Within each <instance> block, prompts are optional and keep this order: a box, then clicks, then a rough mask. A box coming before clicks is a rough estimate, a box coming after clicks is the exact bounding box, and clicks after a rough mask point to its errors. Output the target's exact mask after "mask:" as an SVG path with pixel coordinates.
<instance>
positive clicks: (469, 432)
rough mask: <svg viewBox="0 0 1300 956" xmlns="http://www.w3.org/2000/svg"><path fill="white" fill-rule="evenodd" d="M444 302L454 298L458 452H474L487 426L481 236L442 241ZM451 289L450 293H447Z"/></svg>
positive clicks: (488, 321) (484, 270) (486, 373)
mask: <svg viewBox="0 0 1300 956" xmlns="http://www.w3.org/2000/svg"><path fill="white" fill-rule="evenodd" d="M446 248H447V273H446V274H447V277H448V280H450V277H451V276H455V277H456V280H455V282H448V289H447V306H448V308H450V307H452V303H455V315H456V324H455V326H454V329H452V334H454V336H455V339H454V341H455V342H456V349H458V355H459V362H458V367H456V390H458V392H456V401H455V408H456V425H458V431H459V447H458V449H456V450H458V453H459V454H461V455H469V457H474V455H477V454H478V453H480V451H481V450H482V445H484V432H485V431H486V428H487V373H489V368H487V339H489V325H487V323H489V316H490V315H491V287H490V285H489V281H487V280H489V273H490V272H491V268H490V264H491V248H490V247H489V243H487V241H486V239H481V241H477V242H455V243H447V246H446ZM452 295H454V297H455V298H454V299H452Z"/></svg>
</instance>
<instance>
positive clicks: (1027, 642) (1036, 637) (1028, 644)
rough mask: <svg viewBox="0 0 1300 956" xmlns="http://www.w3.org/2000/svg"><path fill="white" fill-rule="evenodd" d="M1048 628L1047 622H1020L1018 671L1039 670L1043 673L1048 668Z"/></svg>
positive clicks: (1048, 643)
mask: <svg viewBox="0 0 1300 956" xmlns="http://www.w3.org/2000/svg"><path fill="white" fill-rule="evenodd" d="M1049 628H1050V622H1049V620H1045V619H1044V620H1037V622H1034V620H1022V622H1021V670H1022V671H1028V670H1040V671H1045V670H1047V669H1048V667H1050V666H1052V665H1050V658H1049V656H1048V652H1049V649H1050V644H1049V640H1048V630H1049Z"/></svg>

Instructions to follow =>
Up to and including the line that contains "302L454 298L458 452H474L487", restate word for word every line of the entries, starting from the first.

Solved exercise =>
Within each <instance> block, prompts are optional and keep this order: a box, then clicks, then a rough mask. A box coming before clicks is a rough estimate, a box coming after clicks is the exact bounding box, and clicks after a rough mask point to its errors. Output the target's exact mask after "mask:" as an SVG path with pixel coordinates.
<instance>
positive clicks: (469, 432)
rough mask: <svg viewBox="0 0 1300 956" xmlns="http://www.w3.org/2000/svg"><path fill="white" fill-rule="evenodd" d="M444 302L454 298L458 452H474L487 426L481 236L442 241ZM451 289L450 293H447Z"/></svg>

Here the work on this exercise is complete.